*** Opening of Records provided ***
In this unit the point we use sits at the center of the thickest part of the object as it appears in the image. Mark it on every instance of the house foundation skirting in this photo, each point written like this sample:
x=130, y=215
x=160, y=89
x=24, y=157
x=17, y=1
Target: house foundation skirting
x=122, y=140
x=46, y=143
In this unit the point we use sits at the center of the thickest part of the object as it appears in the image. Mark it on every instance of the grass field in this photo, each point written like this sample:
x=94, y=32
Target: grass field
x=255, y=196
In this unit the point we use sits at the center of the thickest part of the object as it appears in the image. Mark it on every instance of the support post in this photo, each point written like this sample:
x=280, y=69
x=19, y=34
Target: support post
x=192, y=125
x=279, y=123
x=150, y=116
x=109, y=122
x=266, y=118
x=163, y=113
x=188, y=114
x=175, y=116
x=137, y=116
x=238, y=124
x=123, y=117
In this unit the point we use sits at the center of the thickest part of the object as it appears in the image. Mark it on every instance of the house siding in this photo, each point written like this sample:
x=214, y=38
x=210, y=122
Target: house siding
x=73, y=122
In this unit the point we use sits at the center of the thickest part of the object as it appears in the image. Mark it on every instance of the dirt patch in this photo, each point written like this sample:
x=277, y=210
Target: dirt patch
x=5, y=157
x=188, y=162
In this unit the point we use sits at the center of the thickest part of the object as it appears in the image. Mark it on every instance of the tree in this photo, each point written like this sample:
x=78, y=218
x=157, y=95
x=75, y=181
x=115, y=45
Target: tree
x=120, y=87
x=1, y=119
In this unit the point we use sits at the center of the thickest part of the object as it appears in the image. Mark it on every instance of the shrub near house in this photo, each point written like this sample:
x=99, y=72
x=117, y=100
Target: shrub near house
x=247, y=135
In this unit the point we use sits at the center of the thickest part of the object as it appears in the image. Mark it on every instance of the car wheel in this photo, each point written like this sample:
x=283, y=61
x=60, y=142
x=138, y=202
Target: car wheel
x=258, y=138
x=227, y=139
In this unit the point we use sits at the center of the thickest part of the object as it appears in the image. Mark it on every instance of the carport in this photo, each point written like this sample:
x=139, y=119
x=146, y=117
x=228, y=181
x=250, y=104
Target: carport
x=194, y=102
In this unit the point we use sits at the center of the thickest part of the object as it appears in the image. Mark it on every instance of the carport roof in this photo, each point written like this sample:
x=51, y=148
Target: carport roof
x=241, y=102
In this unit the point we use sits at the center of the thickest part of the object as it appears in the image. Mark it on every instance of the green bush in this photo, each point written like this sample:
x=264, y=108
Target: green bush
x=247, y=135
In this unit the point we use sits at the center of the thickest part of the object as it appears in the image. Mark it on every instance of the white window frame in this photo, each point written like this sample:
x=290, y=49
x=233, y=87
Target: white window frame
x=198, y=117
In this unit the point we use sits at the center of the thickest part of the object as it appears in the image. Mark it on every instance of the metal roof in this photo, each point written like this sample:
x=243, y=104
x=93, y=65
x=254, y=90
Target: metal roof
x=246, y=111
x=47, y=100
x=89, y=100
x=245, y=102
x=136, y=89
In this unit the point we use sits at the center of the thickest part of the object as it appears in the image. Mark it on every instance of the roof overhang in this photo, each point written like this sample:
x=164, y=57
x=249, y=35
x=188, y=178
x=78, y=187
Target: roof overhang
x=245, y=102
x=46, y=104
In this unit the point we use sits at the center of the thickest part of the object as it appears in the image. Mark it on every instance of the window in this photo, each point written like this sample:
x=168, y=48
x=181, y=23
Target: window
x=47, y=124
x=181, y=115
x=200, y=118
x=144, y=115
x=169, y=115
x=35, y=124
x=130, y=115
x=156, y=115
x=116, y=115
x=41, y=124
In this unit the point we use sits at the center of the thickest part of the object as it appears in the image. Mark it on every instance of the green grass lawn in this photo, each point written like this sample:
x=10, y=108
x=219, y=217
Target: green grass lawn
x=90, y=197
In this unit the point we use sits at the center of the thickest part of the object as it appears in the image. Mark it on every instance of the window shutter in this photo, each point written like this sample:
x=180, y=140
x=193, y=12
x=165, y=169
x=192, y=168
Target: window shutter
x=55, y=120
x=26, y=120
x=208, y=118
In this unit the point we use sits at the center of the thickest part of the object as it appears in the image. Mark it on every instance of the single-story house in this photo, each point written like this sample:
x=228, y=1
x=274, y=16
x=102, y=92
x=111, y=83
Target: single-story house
*** Close of Records provided ***
Task details: Across the listing above, report every line where "single" occurs.

Written answer:
In this unit the point we use sits at the center of the thickest part of the object as it appears in the image. Mark it on every instance of the single-story house in this photo, each point written like this sample:
Target: single-story house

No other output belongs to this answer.